-- BEGIN Quoted text --
It must be the most uninspiring rallying cry ever dreamt up by a political strategist: “It’s OK to vote no”. The sense of hope and optimism that has defined the iconic slogans of the great political movements of the 20th century – from Whitlam’s “It’s time” to May ’68’s “All power to the imagination” or the US civil rights movement’s “We shall overcome” – is conspicuously absent. It makes “Jobs and growth” look like “Land, bread, freedom”.

This sad state of affairs is a fitting metaphor for the campaign itself: it has no argument. For a campaign that is defending the existing law, a law that was brought in and supported throughout most of its existence by both major parties and at the time the majority of the public and civil society, it is nothing short of pathetic.

The main emphasis of the No campaign’s strategy reflects this weakness: it aims to make the postal survey a referendum on anything but marriage equality. The Safe Schools program is the No campaign’s favoured issue in this regard. By mentioning the words “children”, “sex” and “gender fluidity” in close enough proximity as frequently as possible, they hope to terrify every parent into voting No.

In the Australian Jewish News, the No campaign ran an advertisement declaring that a Yes vote would bring about “transgender marriage”, a meaningless statement aimed at tapping into the hatred towards transgender people that the right wing has expended considerable energy whipping up.
-- END Quoted text --
-- BEGIN Task material --
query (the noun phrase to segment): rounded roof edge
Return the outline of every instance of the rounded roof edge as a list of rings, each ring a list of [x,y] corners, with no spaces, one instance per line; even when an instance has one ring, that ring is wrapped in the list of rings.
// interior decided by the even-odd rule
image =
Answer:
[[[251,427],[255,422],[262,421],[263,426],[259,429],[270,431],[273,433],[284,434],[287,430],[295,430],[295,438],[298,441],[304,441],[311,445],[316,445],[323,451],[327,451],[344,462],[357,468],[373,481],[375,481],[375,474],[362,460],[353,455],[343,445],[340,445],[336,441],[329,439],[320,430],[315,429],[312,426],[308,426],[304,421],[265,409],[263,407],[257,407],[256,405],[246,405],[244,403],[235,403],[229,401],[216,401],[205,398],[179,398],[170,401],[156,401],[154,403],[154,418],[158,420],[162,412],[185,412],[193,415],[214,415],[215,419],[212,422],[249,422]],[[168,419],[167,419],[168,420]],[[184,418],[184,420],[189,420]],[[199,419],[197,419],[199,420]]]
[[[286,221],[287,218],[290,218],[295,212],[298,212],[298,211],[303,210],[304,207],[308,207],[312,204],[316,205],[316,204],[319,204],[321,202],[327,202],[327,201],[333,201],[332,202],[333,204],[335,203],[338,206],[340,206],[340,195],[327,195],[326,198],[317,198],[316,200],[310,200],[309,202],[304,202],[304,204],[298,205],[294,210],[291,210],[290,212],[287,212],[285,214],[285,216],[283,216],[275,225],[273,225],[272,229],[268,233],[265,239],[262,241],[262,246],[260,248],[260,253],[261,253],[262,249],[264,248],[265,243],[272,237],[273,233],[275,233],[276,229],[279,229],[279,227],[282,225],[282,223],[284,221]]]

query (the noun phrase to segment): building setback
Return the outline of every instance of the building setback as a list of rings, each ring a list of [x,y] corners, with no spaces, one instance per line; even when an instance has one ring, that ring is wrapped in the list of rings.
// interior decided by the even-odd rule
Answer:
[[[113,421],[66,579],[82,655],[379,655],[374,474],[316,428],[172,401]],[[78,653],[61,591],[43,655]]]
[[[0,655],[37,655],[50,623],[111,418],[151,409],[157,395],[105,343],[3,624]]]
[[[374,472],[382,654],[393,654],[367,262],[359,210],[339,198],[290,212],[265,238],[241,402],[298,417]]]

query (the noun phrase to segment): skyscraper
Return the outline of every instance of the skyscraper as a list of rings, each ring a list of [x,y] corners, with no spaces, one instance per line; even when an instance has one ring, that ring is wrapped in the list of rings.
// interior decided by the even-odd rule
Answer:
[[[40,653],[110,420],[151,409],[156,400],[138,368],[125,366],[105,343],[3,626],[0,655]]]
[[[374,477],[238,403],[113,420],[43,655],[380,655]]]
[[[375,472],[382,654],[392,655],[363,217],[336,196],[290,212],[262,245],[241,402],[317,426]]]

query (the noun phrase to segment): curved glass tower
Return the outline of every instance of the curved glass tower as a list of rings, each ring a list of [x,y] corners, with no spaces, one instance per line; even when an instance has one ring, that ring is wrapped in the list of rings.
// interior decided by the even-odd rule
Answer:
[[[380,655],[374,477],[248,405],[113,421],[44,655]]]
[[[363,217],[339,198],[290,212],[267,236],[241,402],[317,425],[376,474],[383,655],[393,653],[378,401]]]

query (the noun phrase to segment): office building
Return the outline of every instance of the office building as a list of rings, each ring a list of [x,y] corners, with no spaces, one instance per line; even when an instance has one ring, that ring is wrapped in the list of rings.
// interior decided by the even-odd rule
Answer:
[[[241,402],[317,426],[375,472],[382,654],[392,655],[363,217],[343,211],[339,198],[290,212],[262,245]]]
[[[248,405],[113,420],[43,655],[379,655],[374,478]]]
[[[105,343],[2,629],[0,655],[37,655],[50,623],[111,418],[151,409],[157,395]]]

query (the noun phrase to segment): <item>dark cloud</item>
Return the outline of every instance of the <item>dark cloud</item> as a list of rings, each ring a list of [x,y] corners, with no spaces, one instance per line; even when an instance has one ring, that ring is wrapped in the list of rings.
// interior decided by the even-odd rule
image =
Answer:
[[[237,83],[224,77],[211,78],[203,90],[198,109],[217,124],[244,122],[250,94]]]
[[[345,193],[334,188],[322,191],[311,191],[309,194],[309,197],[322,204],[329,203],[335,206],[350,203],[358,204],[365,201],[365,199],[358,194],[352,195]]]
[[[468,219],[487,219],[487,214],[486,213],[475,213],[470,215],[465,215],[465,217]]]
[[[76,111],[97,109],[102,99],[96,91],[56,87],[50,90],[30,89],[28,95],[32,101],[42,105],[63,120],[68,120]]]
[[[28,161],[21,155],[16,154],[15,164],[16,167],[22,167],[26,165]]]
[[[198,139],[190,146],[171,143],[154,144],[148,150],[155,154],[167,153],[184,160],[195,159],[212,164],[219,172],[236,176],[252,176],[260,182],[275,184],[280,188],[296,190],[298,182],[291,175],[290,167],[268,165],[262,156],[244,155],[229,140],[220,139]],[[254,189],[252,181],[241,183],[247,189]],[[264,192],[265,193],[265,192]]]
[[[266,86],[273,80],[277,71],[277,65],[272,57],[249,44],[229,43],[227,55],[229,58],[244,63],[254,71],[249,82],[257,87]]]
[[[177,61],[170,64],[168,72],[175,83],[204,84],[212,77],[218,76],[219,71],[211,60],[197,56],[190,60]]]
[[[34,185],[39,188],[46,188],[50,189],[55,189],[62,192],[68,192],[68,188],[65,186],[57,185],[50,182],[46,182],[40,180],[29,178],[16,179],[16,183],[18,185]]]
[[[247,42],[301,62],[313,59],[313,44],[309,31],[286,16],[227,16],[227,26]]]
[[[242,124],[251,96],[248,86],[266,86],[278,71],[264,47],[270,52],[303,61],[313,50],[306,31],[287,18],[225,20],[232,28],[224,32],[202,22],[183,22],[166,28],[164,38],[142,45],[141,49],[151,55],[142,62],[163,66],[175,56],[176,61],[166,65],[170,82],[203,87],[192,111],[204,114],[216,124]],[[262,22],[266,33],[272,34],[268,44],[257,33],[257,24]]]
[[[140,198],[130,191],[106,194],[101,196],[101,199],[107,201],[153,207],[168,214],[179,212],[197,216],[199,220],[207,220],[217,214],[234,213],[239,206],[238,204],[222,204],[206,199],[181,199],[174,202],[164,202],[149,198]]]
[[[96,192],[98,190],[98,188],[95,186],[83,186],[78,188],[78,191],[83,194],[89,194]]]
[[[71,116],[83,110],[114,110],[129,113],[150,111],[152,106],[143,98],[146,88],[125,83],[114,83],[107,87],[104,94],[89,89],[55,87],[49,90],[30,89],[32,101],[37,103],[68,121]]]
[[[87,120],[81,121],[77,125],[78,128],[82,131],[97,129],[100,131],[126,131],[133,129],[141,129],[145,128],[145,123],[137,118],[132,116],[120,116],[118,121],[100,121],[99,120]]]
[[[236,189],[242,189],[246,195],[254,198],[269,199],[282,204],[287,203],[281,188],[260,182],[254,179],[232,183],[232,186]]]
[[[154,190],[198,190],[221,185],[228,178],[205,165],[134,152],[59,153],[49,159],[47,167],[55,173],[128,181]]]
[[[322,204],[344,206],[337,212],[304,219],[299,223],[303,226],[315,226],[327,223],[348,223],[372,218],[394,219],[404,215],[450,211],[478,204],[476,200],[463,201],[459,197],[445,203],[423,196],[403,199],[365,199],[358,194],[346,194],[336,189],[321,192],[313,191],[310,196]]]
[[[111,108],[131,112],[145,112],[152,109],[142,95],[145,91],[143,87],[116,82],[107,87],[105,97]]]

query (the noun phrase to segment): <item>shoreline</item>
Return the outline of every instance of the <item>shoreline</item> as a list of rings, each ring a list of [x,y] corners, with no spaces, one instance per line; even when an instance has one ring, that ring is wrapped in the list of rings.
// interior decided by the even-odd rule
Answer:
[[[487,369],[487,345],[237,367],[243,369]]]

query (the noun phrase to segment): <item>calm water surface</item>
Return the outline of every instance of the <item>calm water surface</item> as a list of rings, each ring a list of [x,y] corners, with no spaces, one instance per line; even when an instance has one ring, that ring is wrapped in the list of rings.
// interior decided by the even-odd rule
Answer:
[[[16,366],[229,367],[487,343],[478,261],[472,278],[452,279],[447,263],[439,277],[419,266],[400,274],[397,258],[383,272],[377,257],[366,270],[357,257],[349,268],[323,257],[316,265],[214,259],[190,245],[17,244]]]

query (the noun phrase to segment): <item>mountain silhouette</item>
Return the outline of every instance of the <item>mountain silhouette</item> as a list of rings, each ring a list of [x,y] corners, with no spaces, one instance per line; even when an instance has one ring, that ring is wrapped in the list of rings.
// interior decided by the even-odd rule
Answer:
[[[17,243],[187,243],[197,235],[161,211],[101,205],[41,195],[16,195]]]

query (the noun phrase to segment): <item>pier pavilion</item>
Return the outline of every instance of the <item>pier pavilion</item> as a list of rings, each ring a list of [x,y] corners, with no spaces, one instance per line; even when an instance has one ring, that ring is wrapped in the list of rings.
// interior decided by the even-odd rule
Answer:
-- END Task material --
**Required tasks**
a - Decide whether each statement below agrees with the opinion piece on the No campaign, answering yes or no and quoting the deciding words. (i) The piece names the Safe Schools program as the No campaign's favored issue. (ii) The piece says the existing law was backed by only one major party. (iii) The piece says the No campaign placed an advertisement in the Australian Jewish News.
b - Retype everything in the listing from the line containing "query (the noun phrase to segment): <item>pier" down to the end of the listing, with both ends included.

**Answers per task**
a -
(i) Yes: "The Safe Schools program is the No campaign’s favoured issue in this regard."
(ii) No: "supported throughout most of its existence by both major parties"
(iii) Yes: "In the Australian Jewish News, the No campaign ran an advertisement"

b -
query (the noun phrase to segment): <item>pier pavilion</item>
Return the outline of every instance of the <item>pier pavilion</item> as a list of rings, each ring a list of [x,y] corners, with no spaces, one instance per line; even when an instance has one ring, that ring is wrapped in the list of rings.
// interior decided by the even-odd rule
Answer:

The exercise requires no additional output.